▸ **Task directions**: Word for word, reproduce each entry.

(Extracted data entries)
□ □ □
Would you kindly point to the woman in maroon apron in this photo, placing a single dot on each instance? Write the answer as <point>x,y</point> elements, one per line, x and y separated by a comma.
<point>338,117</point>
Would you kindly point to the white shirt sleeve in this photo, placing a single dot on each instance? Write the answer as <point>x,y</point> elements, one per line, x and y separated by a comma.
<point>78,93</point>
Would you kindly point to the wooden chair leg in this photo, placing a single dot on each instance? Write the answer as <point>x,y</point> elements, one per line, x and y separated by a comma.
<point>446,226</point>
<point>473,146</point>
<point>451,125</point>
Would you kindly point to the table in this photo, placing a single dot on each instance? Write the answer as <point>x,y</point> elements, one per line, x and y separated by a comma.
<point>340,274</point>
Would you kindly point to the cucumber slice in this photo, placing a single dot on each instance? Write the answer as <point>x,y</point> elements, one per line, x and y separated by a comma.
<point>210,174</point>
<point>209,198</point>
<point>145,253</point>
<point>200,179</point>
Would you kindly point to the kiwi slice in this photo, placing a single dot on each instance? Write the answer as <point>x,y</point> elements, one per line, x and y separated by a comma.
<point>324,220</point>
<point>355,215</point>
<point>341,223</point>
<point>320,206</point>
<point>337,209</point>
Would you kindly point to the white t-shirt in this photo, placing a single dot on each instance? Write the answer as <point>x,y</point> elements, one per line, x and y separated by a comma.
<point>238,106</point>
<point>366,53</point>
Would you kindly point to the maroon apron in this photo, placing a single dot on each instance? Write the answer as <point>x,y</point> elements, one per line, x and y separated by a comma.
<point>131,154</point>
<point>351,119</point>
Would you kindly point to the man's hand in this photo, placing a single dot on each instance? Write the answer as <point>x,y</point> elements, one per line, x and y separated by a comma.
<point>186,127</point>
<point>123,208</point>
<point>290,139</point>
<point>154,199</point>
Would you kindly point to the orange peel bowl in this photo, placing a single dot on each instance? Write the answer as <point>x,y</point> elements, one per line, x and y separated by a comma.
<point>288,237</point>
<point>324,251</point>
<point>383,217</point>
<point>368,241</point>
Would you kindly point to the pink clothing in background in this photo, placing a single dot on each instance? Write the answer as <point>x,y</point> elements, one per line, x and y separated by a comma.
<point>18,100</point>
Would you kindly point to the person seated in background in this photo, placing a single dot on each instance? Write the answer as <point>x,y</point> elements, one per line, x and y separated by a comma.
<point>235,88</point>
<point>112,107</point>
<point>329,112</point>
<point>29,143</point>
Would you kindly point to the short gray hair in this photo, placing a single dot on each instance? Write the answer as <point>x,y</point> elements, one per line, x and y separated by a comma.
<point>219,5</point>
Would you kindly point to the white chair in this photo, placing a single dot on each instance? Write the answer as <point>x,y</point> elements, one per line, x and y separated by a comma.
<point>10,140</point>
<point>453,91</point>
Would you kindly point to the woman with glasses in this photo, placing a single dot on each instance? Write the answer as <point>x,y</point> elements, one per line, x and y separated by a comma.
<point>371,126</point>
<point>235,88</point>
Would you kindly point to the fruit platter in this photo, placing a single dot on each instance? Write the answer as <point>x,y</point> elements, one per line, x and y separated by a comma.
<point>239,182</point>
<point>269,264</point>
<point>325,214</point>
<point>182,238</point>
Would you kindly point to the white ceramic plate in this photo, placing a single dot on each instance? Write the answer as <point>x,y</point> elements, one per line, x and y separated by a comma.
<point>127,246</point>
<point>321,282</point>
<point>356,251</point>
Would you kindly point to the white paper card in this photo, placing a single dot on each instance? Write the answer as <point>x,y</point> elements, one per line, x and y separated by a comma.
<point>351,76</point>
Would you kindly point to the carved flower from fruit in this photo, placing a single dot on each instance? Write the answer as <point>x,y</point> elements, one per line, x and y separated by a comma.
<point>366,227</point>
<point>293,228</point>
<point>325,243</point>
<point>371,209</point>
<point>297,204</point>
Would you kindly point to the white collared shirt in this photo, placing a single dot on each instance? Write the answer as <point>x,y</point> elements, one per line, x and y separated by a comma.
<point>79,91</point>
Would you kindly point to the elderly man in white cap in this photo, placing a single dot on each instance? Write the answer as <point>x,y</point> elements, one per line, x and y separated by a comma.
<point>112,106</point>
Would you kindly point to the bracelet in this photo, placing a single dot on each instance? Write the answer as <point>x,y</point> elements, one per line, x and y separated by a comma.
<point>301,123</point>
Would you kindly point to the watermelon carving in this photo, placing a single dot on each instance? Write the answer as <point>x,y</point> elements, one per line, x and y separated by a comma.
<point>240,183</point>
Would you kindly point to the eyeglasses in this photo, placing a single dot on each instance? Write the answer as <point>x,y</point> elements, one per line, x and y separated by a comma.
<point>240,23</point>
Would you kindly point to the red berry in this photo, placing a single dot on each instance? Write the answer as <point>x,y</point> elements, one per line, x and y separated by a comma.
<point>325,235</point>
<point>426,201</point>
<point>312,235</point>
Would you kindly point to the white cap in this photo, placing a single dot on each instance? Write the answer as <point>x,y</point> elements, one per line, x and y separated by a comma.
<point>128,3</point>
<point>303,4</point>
□ □ □
▸ **Solution to this exercise**:
Would you kindly point to the woman in maroon apron in this photo, placing a single dot on each instance? Write the answer as <point>x,y</point> elements, one per line, x and y separated by a comma.
<point>338,117</point>
Would you kindly point to the white shirt sleeve in this photo, placing a single dot on each instance? Write the answer as <point>x,y</point> elements, one per line, x and y separated by a comma.
<point>78,93</point>
Would you kindly point to the wooden chair leg in this photo, placing a single dot on each instance? Write the answer as <point>x,y</point> elements, one per line, x and y separated by a comma.
<point>446,226</point>
<point>473,146</point>
<point>451,125</point>
Would you kindly point to the table in this photo, placing a single dot on each instance? Write the answer as <point>x,y</point> elements, one per line, x and y separated by a comma.
<point>340,274</point>
Would you kindly point to the cucumber slice in this photo, placing a single dot on each instance? Write the answer as <point>x,y</point> elements, one per line, x and y separated by a comma.
<point>210,174</point>
<point>209,198</point>
<point>145,253</point>
<point>200,179</point>
Would you kindly point to the kiwi slice in this photo, placing a single dot on each instance? Write the answer as <point>x,y</point> elements, one per line, x and y separated by a comma.
<point>324,220</point>
<point>355,215</point>
<point>341,223</point>
<point>320,206</point>
<point>337,209</point>
Would you kindly point to the white t-shirt in this photo, placing a single dot on each instance? Write the answer as <point>x,y</point> elements, one per line, x and y separated by a comma.
<point>238,106</point>
<point>366,53</point>
Would you kindly point to the maroon apron in this photo, placing a single dot on each instance? Write the answer as <point>x,y</point> elements, one per line, x and y separated by a comma.
<point>131,154</point>
<point>351,119</point>
Would you kindly point to the man's hand in this photo, placing a single dot on each instance? Write the answer as <point>x,y</point> elements, one per line, x and y separated by a comma.
<point>186,127</point>
<point>123,208</point>
<point>290,139</point>
<point>154,199</point>
Would you kindly point to the orange peel bowl in this photo, placing a single dot on each instance? Write the answer as <point>x,y</point> elements, one per line, x and y separated by a comma.
<point>288,237</point>
<point>324,251</point>
<point>383,217</point>
<point>368,241</point>
Would you kindly point to the pink clothing in background in this photo, placing a single dot on each instance? Write the answer as <point>x,y</point> elements, one per line, x and y separated by a comma.
<point>18,100</point>
Would you kindly point to the person seated in background in this photo, placing a single dot on each instance? Write the answer as <point>x,y</point> elements, one per line, x and y separated by a comma.
<point>235,88</point>
<point>112,107</point>
<point>329,112</point>
<point>29,143</point>
Would you kindly point to the short gray hair in this photo, placing a single dot on each instance? Write the answer as <point>x,y</point> elements, one per line, x and y separated by a comma.
<point>219,5</point>
Would you kindly point to the white chair in this photo, placing a single dot on each instance? Write the answer as <point>x,y</point> elements, one per line, x and y separated by a comma.
<point>10,140</point>
<point>453,91</point>
Would you kindly point to the woman with glasses in this photo, placing a single dot on each instance? Write the answer as <point>x,y</point> elements, one per line, x and y separated by a comma.
<point>371,126</point>
<point>235,88</point>
Would you kindly point to the fruit platter in this photo, placing a single dot on each instance? Write the answer as <point>x,y</point> elements, one per line, x and y separated by a comma.
<point>239,182</point>
<point>269,264</point>
<point>325,214</point>
<point>182,238</point>
Would you kindly point to the white ceramic plate in this photo, placing a single dot on each instance? Write the answer as <point>x,y</point> elements, one per line, x and y separated by a comma.
<point>127,246</point>
<point>321,282</point>
<point>356,251</point>
Would you kindly point to the white paper card in this photo, placing a single dot on each instance? Write the answer as <point>x,y</point> elements, one per line, x and y separated by a comma.
<point>351,76</point>
Would you kindly point to the carved flower from fruit in this photo, placing a single dot on each instance? Write the answer as <point>x,y</point> elements, one per line, x and y separated by a comma.
<point>366,227</point>
<point>293,228</point>
<point>325,243</point>
<point>371,209</point>
<point>297,204</point>
Would you kindly point to the white collared shirt in this photo, placing a single dot on each instance? Write the answer as <point>x,y</point> elements, one per line, x and y separated by a comma.
<point>79,91</point>
Would you kindly point to the elderly man in white cap in this photo, placing a single dot on each instance? Write the answer as <point>x,y</point> elements, one per line, x and y separated by a comma.
<point>112,106</point>
Would you kindly point to the bracelet in this photo, placing a single dot on each instance? Write the answer as <point>x,y</point> elements, one per line, x and y separated by a comma.
<point>301,123</point>
Would you kindly point to the watermelon carving in this photo, placing a single dot on each instance? Write the answer as <point>x,y</point> elements, one per line, x and y separated by a comma.
<point>240,183</point>
Would you kindly point to the eyeglasses in this photo, placing a single dot on each instance? Write the answer as <point>x,y</point> elements, one per line, x and y separated by a comma.
<point>240,23</point>
Would you kindly point to the red berry in this photo, placing a single dot on each instance? Write the answer as <point>x,y</point> elements, one per line, x and y separated by a comma.
<point>325,235</point>
<point>426,201</point>
<point>312,235</point>
Would you kindly point to the white cap in this photo, placing a single dot on each instance? Write the answer as <point>x,y</point> elements, one per line, x and y separated by a comma.
<point>128,3</point>
<point>303,4</point>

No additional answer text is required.